TASK TO COMPLETE
Once you have read the records below, print them again exactly as they stand.

SUPPLIED RECORDS
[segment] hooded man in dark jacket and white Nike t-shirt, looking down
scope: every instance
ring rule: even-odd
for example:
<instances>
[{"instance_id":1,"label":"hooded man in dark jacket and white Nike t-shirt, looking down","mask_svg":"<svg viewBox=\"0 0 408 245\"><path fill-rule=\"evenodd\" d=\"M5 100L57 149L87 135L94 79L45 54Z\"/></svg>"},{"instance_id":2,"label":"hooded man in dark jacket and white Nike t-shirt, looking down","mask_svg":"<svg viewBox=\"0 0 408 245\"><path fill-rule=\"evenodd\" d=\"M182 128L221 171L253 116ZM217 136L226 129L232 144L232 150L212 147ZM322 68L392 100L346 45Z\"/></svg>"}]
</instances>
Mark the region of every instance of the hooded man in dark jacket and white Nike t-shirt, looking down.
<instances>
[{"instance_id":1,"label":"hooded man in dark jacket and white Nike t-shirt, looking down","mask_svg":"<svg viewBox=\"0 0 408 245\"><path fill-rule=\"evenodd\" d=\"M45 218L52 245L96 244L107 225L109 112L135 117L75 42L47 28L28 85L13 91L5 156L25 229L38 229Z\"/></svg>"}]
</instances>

SOLUTION TO THE PROBLEM
[segment] hooded man in dark jacket and white Nike t-shirt, looking down
scope: every instance
ring rule: even-odd
for example:
<instances>
[{"instance_id":1,"label":"hooded man in dark jacket and white Nike t-shirt, looking down","mask_svg":"<svg viewBox=\"0 0 408 245\"><path fill-rule=\"evenodd\" d=\"M5 100L57 149L87 135L94 79L45 54Z\"/></svg>"},{"instance_id":2,"label":"hooded man in dark jacket and white Nike t-shirt, looking down","mask_svg":"<svg viewBox=\"0 0 408 245\"><path fill-rule=\"evenodd\" d=\"M182 128L221 171L253 116ZM217 136L226 129L232 144L232 150L212 147ZM322 68L392 100L346 45Z\"/></svg>"}]
</instances>
Mark the region of every instance of the hooded man in dark jacket and white Nike t-shirt, looking down.
<instances>
[{"instance_id":1,"label":"hooded man in dark jacket and white Nike t-shirt, looking down","mask_svg":"<svg viewBox=\"0 0 408 245\"><path fill-rule=\"evenodd\" d=\"M45 218L52 245L96 244L107 225L109 112L135 117L75 42L47 28L28 85L13 91L5 156L25 229L38 229Z\"/></svg>"}]
</instances>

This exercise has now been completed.